● Set exercise: Go through the listing and write out all of it exactly.

● Data rows:

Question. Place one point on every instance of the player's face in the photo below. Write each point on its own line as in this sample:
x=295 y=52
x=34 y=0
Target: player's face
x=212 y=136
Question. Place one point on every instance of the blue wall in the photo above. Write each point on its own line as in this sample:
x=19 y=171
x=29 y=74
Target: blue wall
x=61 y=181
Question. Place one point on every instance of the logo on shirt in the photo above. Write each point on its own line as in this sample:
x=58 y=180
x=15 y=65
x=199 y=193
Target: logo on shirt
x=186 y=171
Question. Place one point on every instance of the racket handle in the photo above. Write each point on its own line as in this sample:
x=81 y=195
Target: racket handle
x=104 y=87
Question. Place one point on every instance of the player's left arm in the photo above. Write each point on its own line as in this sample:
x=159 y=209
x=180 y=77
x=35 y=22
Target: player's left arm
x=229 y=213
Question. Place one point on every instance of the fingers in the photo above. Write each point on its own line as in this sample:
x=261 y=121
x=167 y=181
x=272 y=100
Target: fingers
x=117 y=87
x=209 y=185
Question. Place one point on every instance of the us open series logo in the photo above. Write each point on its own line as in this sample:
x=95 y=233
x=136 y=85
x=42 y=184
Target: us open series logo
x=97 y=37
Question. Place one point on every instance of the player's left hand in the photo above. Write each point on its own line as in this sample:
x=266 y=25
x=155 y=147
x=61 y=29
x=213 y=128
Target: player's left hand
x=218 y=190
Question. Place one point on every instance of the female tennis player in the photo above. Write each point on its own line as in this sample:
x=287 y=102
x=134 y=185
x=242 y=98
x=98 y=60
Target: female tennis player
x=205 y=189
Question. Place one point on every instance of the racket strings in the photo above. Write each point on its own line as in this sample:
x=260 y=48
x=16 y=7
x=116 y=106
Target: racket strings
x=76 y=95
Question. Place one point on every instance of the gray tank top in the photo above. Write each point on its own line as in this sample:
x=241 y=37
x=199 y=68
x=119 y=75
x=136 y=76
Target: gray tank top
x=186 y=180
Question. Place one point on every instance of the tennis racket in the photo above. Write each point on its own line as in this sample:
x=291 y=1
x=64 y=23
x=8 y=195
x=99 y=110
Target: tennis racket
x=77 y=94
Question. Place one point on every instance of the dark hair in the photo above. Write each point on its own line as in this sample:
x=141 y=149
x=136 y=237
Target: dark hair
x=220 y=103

● Answer:
Question. Place one point on every instance of the player's face in the photo below. Write each point on its own line as in this sample:
x=295 y=52
x=34 y=0
Target: player's face
x=212 y=136
Question. Place one point on every instance of the blue wall in the photo above. Write each point on its own line as in this sample:
x=19 y=171
x=29 y=74
Target: blue wall
x=61 y=181
Question. Place one point on every instance of the logo on shirt in the photo above. Write each point on its own line as in this sample:
x=58 y=180
x=15 y=65
x=199 y=193
Target: logo on shirt
x=186 y=171
Question. Place one point on every instance of the racket handle in the photo above. Write each point on its own line as in this sample:
x=81 y=195
Target: racket handle
x=104 y=87
Question. Place one point on every instance of the player's left arm in the photo above. Write each point on its own line as in this sample:
x=159 y=209
x=180 y=77
x=35 y=22
Target: player's left arm
x=229 y=213
Question. Place one point on every instance of the fingers in the photo above. Write each point on its own line as in this sample:
x=261 y=121
x=167 y=181
x=272 y=100
Target: fingers
x=117 y=87
x=209 y=185
Question. Place one point on every instance of the us open series logo in the photo above. Write each point on its own line as in this sample:
x=95 y=233
x=136 y=85
x=42 y=184
Target: us open series logo
x=97 y=37
Question. Place one point on every instance of the player's left hand in the photo above. Write each point on its own line as in this sample:
x=266 y=25
x=155 y=147
x=61 y=29
x=213 y=128
Target: player's left hand
x=218 y=190
Question. Place one point on every instance of the female tennis player in the photo above. Write each point on its own line as in this sample:
x=287 y=102
x=134 y=185
x=242 y=98
x=98 y=60
Target: female tennis player
x=205 y=189
Question. Place one point on every instance of the racket strings in the photo above. Write each point on its own line as in this sample:
x=260 y=48
x=16 y=7
x=116 y=106
Target: racket strings
x=76 y=95
Question. Place one point on every instance of the gray tank top in the photo above. Write each point on its own line as in this sample:
x=241 y=37
x=199 y=68
x=119 y=75
x=136 y=76
Target: gray tank top
x=186 y=180
Question. Place one point on every instance of the tennis racket in the photo above. Write each point on its own line as in this sample:
x=291 y=1
x=64 y=23
x=8 y=195
x=99 y=110
Target: tennis racket
x=77 y=94
Question. Place one point on every instance of the dark hair in the photo above. Write each point on its own line as in this sample:
x=141 y=149
x=136 y=237
Target: dark hair
x=220 y=103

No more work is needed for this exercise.